Text block -
┄┄┄┄┄┄┄┄┄┄┄┄┄┄┄┄┄┄┄┄

Reliably split user-submitted textarea value on newlines - php

The string input comes from textarea where users are supposed to enter every single item on a new line.
When processing the form, it is easy to explode the textarea input into an array of single items like this:
$arr = explode("\n", $textareaInput);
It works fine but I am worried about it not working correctly in different systems (I can currently only test in Windows). I know newlines are represented as \r\n or as just \r across different platforms. Will the above line of code also work correctly under Linux, Solaris, BSD or other OS?

You can use preg_split to do that.
$arr = preg_split('/[\r\n]+/', $textareaInput);
It splits it on any combination of the \r or \n characters. You can also use \s to include any white-space char.
Edit
It occurred to me, that while the previous code works fine, it also removes empty lines. If you want to preserve the empty lines, you may want to try this instead:
$arr = preg_split('/(\r\n|[\r\n])/', $textareaInput);
It basically starts by looking for the Windows version \r\n, and if that fails it looks for either the old Mac version \r or the Unix version \n.
For example:
<?php
$text = "Windows\r\n\r\nMac\r\rUnix\n\nDone!";
$arr = preg_split('/(\r\n|[\r\n])/', $text);
print_r($arr);
?>
Prints:
Array
(
[0] => Windows
[1] =>
[2] => Mac
[3] =>
[4] => Unix
[5] =>
[6] => Done!
)

'\r' by itself as a line terminator is an old convention that's not really used anymore (not since OSX which is Unix based).
Your explode will be fine. Just trim off the '\r' in each resulting element for the Windows users.

$arr = preg_split( "/[\n\r]+/", $textareaInput );

You can normalize the input:
<?php
$foo = strtr($foo, array(
"\r\n" => "\n",
"\r" => "\n",
"\n" => "\n",
));
?>
Alternatively, you can explode with regular expressions:
<?php
$foo = preg_split ("/[\r\n]+/", $foo);
?>

Following code must do the job
<?php
$split = preg_split('/[\r\n]+/', $src);
foreach ($split as $k=>$string) {
$split[$k] = trim($string);
if (empty($split[$k]))
unset($split[$k]);
}
ksort($split);
$join = implode('', $split);
?>
to get string with newlinews completely stripped. It won't work correctly with JS though :(

The system agnostic technique with regex is involves the \R escape sequence.
PHP Documentation on Escape Sequences
It really is as simple as calling preg_split('~\R~', $textareaInput).
\R - line break: matches \n, \r and \r\n
Normalizing the input is a waste of time and effort if you are just going to explode on the replacement characters anyhow.
If you are worried about multiple consecutive newline characters in the string, you can just add the + quantifier afer \R.

┄┄┄┄┄┄┄┄┄┄┄┄┄┄┄┄┄┄┄┄

Records shown -
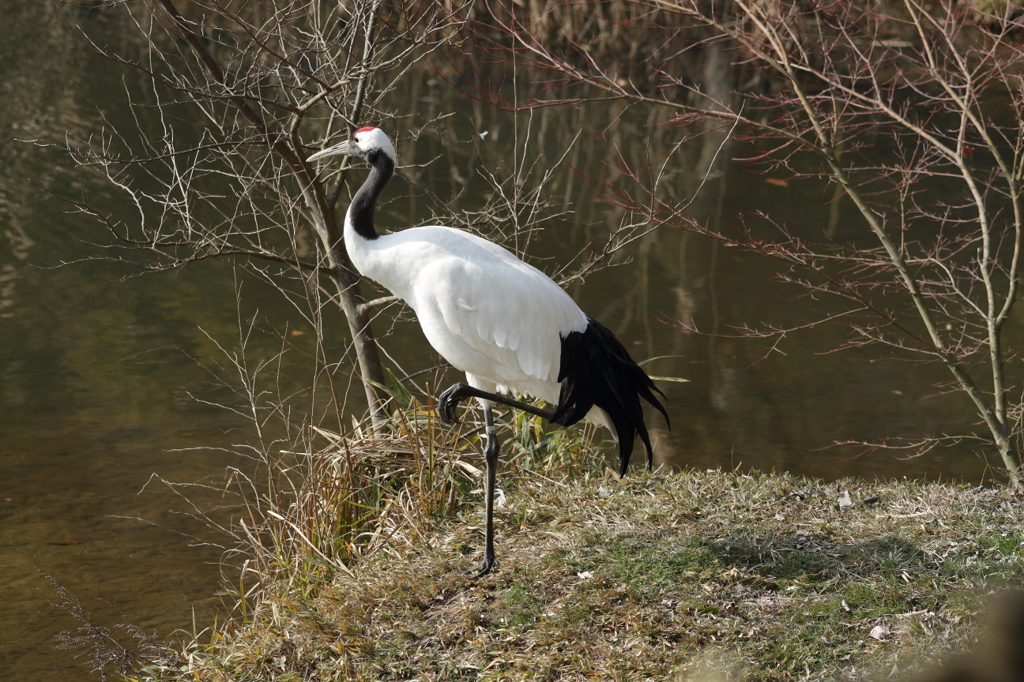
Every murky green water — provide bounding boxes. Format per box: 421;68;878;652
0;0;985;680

┄┄┄┄┄┄┄┄┄┄┄┄┄┄┄┄┄┄┄┄

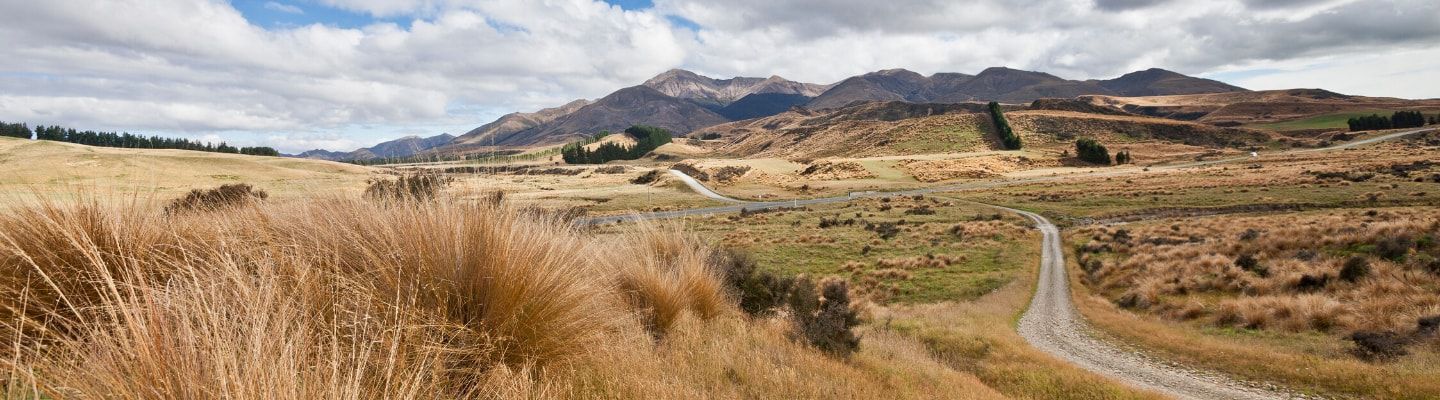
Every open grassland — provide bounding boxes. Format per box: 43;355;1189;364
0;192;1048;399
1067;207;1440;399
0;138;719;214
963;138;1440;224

┄┄┄┄┄┄┄┄┄┄┄┄┄┄┄┄┄┄┄┄

Tasks to complete -
(1) In the thread on splitting textarea input in PHP, what does the \R escape sequence match?
(2) Carry on the thread on splitting textarea input in PHP from its last sentence.
The lines here have nothing to do with the thread on splitting textarea input in PHP.

Answers to the exercise -
(1) It matches \n, \r and \r\n.

(2)
If you want to trim whitespace characters from both sides of the strings in the resultant array, you can use ~\s*\R\s*~

Related

Explode text into array as per paragraph

I have the following text:
$test = 'Test This is first line
Test:123
This is Test';
I want to explode this string to an array of paragraphs. I wrote the following code but it is not working:
$array = explode('\n\n', $test);
Any idea what I'm missing here?
You might be on Windows which uses \r\n instead of \n. You could use a regex to make it universal with preg_split():
$array = preg_split('#(\r\n?|\n)+#', $test);
Pattern explanation:
( : start matching group 1
\r\n?|\n : match \r\n, \r or \n
) : end matching group 1
+ : repeat one or more times
If you want to split by 2 newlines, then replace + by {2,}.
Update: you might use:
$array = preg_split('#\R+#', $test);
This extensive answer covers the meaning of \R. Note that this is only supported in PCRE/perl. So in a sense, it's less cross-flavour compatible.
Your code
$array = explode('\n\n', $test);
should have \n\n enclosed in double quotes:
$array = explode("\n\n", $test);
Using single quotes, it looks through the variable $test for a literal \n\n. With double quotes, it looks for the evaluated values of \n\n which are two carriage returns.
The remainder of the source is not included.